- [Document excerpt]

December 29, 2006, Volume 9, Number 45
TORTURE ALLEGATIONS HANG OVER GOVERNMENT. On December 25, a thousand British troops accompanied by Iraqi forces raided the Al-Jama'at police station in Al-Basrah after being told that dozens of detainees were about to be put to death.
At the police station, the troops found 127 prisoners being held in conditions that U.K. military spokesman Major Charlie Burbridge described as "appalling." He said all the men were crammed inside a single 9-by-12-meter cell with two open toilets and a few blankets spread over a concrete floor. Many of them also showed signs of abuse and torture, such as crushed hands and feet, cigarette burns, and gunshot wounds to their knees.
The Al-Jama'at raid was only the latest incident in which allegations of torture have been leveled against Iraqi security forces. It is a common scenario: the systematic torture of detainees by a rogue Iraqi security force suspected of being infiltrated by Shi'ite militiamen.

- [Task instructions]
According to the report on the Al-Basrah police station raid, how many prisoners did the troops find there?

- [Raw data]

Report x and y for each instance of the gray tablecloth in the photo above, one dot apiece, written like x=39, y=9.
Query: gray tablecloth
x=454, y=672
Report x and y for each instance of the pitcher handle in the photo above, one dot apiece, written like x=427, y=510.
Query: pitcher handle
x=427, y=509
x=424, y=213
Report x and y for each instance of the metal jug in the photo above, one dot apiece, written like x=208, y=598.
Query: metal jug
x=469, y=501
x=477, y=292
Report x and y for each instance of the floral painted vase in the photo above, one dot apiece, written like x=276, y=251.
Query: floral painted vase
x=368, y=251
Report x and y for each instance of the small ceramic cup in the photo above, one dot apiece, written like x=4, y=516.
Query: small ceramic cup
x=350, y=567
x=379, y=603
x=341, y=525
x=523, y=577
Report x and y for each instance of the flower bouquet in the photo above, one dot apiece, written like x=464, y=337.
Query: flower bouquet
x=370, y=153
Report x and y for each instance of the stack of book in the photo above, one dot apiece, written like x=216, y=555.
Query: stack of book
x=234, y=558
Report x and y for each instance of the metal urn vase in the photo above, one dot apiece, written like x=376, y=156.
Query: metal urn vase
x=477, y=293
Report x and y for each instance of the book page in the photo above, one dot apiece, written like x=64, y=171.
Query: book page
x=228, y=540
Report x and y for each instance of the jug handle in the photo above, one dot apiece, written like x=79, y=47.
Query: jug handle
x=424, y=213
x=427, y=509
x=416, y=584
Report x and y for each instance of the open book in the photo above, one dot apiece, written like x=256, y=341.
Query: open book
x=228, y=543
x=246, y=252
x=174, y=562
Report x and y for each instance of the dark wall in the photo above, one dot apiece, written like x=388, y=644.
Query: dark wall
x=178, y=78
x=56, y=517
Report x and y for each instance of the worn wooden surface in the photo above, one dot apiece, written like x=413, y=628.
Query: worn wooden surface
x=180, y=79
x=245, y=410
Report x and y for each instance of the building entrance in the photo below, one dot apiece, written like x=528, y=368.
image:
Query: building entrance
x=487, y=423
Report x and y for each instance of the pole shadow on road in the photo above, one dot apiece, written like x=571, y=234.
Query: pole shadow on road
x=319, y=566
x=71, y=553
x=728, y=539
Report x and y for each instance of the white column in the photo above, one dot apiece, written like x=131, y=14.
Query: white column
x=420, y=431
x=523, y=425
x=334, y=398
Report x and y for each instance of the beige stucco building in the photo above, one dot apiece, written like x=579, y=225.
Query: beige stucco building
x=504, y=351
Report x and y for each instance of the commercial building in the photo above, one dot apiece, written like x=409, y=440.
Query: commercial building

- [Problem solution]
127 prisoners.